## Start INFORMATION GIVEN

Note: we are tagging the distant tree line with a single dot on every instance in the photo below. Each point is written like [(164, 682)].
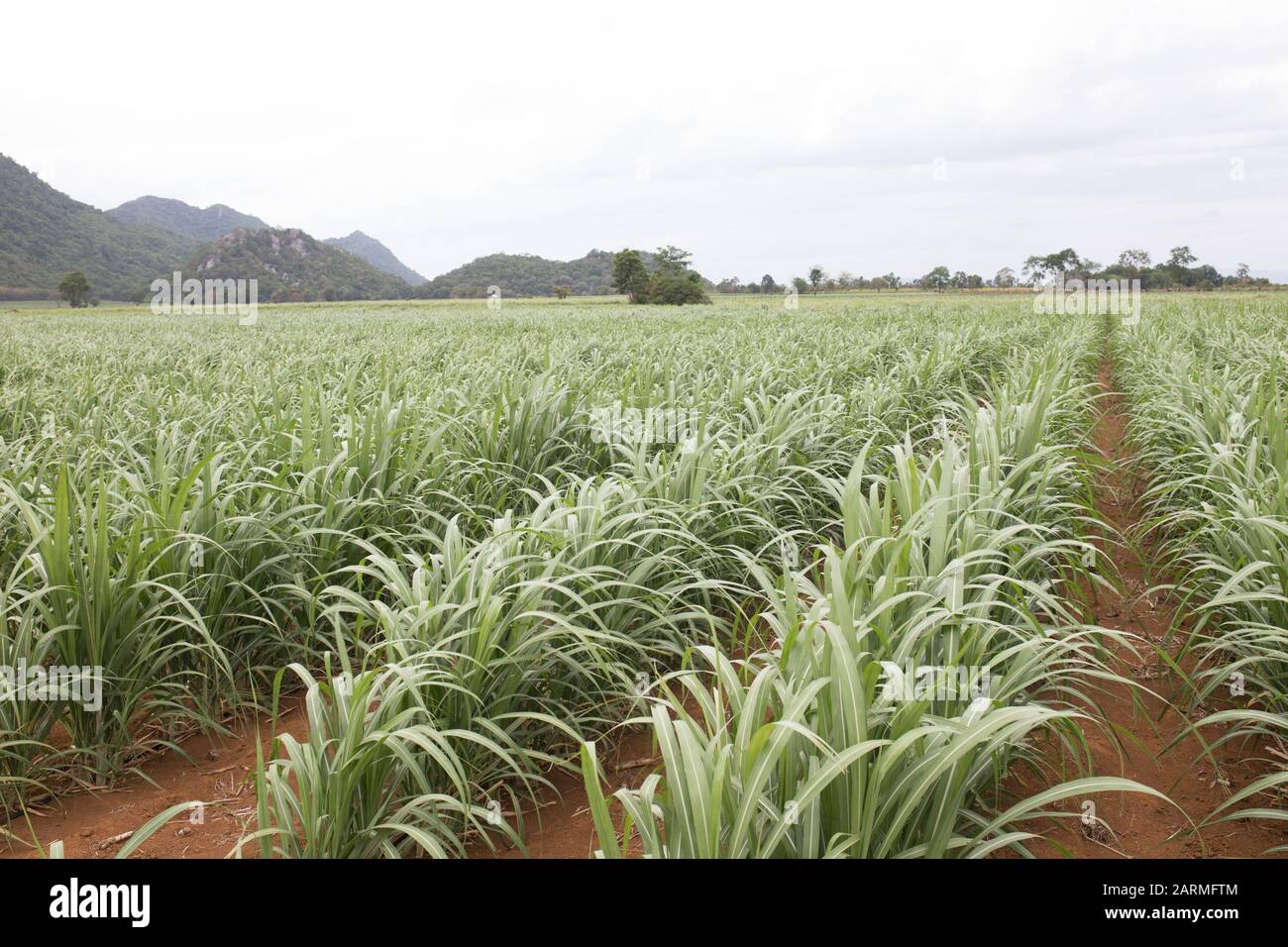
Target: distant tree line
[(1176, 273)]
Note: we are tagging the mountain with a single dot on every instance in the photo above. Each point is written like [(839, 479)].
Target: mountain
[(377, 256), (44, 235), (292, 266), (523, 274), (176, 217)]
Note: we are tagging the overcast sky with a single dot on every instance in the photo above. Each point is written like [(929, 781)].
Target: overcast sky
[(761, 137)]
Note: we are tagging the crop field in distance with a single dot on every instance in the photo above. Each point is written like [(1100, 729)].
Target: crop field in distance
[(889, 575)]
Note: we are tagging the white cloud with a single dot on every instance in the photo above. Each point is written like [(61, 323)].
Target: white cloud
[(776, 136)]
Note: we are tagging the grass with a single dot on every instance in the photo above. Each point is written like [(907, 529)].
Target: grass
[(407, 514)]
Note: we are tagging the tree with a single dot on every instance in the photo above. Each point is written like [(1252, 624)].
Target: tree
[(75, 289), (671, 260), (936, 278), (1133, 261), (1063, 263), (630, 275)]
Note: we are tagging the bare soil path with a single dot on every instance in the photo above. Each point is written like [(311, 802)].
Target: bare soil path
[(1142, 826), (219, 774)]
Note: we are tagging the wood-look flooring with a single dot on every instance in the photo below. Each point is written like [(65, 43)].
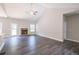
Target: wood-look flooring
[(37, 45)]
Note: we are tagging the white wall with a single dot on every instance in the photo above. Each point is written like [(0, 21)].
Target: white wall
[(51, 23), (73, 28), (7, 23)]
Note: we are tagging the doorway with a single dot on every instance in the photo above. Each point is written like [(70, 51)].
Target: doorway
[(71, 27)]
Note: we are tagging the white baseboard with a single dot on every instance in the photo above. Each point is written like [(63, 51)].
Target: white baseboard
[(72, 40), (50, 37)]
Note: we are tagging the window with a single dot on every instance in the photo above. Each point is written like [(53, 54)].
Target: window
[(13, 29), (32, 27), (0, 27)]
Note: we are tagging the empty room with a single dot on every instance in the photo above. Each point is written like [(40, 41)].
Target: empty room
[(39, 28)]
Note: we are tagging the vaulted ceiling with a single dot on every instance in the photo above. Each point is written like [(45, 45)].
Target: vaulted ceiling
[(23, 10)]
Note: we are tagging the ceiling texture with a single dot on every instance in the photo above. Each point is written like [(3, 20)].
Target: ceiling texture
[(24, 10)]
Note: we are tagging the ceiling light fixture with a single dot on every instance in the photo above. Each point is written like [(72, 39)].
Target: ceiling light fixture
[(32, 10)]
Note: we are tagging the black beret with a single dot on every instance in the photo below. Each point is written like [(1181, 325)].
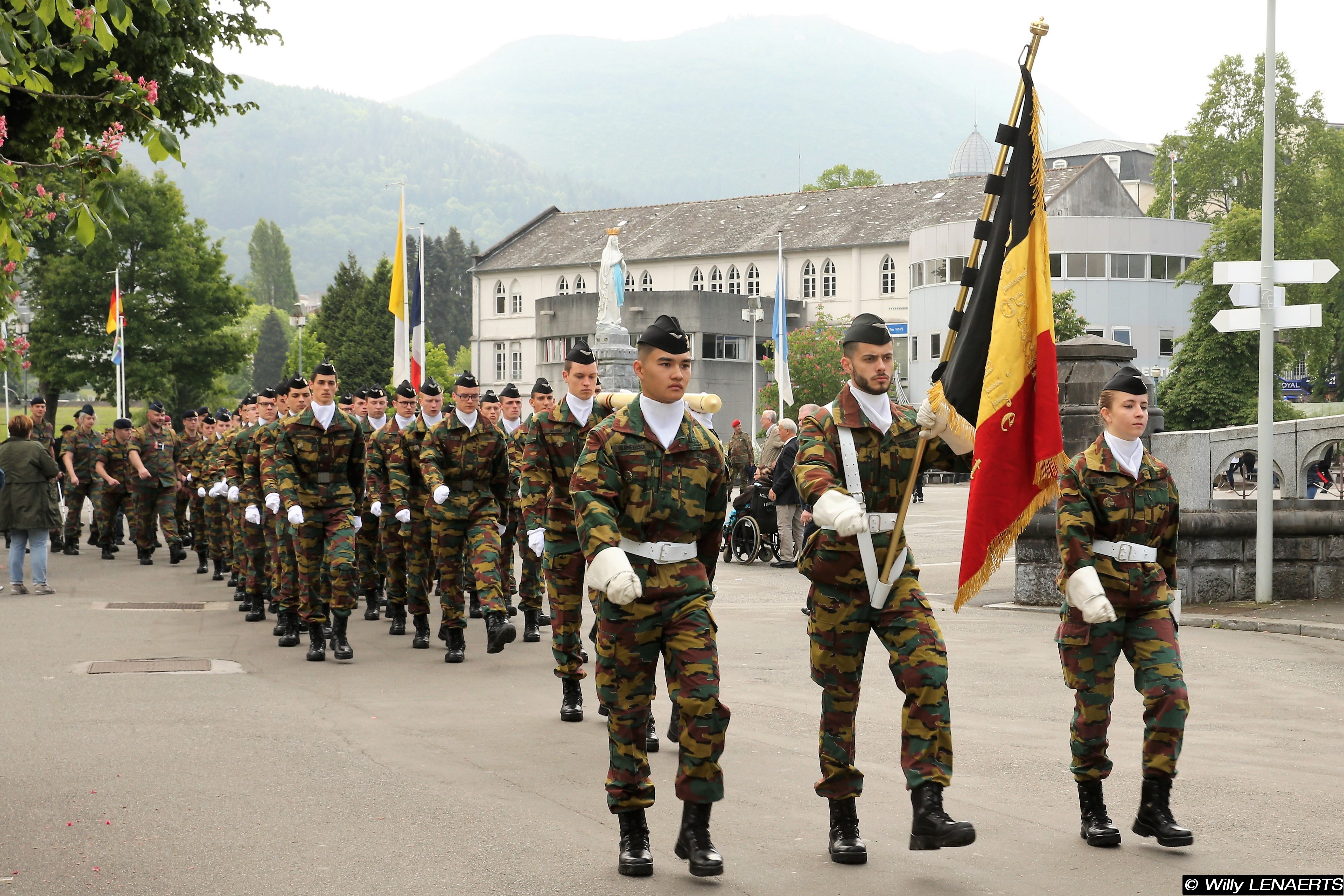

## End INFORMATION GIVEN

_AIM OF THE EXERCISE_
Give the part of the listing from the line containing "Note: we are tagging the white baseboard" through the end of the listing as a JSON list of strings, one string per line, with blank lines left out. Leave the pictures out of the answer.

_EXERCISE RESULT_
[
  "Note: we are tagging the white baseboard with a single dot on every instance in the photo above. Each point is written like [(63, 51)].",
  "Target: white baseboard",
  "[(72, 40), (50, 37)]",
  "Note: we are tagging the window with a single dot on every instance in the photo above. Each point is written like [(53, 54)].",
  "Target: window",
  "[(13, 29), (32, 27), (0, 27)]",
  "Note: we are tagging the empty room with a single dot on every instance in the photo above. Each point is written like [(40, 41)].",
  "Target: empty room",
  "[(39, 28)]",
  "Note: we are tagging the vaulted ceiling with a single dot on every instance in the photo above. Each point is written like [(45, 45)].",
  "Target: vaulted ceiling",
  "[(23, 10)]",
  "Note: we are tagging the ceiling texture with a single dot on every instance in the photo above. Each point is written like [(3, 20)].",
  "Target: ceiling texture",
  "[(24, 10)]",
  "Note: we are tagging the ceiling light fixture with a single dot on every instance in the photo above. Each point is written like [(72, 39)].",
  "Target: ceiling light fixture",
  "[(32, 10)]",
  "Note: we are tagging the black beret with a single dot on every instance in the photo below. Each point is written like [(1181, 325)]."
]